Dataset records:
+++++
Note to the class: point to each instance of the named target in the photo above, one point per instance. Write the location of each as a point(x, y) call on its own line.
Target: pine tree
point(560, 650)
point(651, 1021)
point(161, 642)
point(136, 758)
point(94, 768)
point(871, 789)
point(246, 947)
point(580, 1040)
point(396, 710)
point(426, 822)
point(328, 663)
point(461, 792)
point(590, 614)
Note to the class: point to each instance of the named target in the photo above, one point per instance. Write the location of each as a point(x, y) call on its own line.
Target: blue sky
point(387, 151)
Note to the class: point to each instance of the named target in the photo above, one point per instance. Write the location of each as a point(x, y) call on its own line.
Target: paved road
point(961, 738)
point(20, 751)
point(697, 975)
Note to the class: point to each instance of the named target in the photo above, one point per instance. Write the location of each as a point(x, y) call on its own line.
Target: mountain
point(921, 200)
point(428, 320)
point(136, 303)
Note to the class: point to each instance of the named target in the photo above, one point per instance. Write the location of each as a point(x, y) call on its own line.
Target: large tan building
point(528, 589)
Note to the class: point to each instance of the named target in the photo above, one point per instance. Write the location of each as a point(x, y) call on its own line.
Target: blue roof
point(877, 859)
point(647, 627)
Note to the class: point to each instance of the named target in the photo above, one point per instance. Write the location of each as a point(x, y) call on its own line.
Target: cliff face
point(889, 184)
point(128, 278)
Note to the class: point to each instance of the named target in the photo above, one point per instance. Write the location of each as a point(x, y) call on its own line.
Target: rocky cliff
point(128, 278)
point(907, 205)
+++++
→ **TASK BRIEF**
Reproduce each of the records word for word.

→ **ANSWER FOR THE TASK**
Note to the class: point to each instance of the named target in the photo above, one point per instance. Write the location of each as a point(x, y) call on its own line.
Target: pine tree
point(560, 650)
point(651, 1021)
point(161, 642)
point(136, 758)
point(94, 768)
point(871, 789)
point(246, 947)
point(580, 1040)
point(396, 710)
point(426, 822)
point(328, 663)
point(461, 792)
point(590, 614)
Note to the class: point to each instance of the named target in the photo above, one point per instance. Write the location of each as a point(x, y) call on its own line.
Target: blue sky
point(387, 151)
Note to the class: point to each instance of the named target in the photo above, one point per instance. Write the location of each as a point(x, y) call on its own line.
Target: paved road
point(961, 738)
point(20, 751)
point(697, 975)
Note to the class: point to each instance of the named target in the photo above, one point per instance. Write the location of each as a point(x, y) call on its own line.
Target: mountain
point(921, 200)
point(428, 320)
point(136, 303)
Note to the class: point to each instance of the named target in the photo above, one point per instance. Write the location of each as a point(x, y) call on its own line.
Target: large tan building
point(528, 589)
Note to the class: point to each instance of the named target in the photo above, one point per instance. Write the location of each as a point(x, y) call on its own line.
Target: blue roof
point(877, 859)
point(647, 627)
Note to the class: point to each instance of the named target in the photo above, one point per instance. Write the location of each as a point(x, y) call on its own line.
Target: cliff face
point(889, 184)
point(128, 278)
Note to the class: point to each instance of the named target in the photo above, one point per instance. Write the location of each as a point(x, y) call on its own line.
Target: rocky cliff
point(128, 278)
point(907, 205)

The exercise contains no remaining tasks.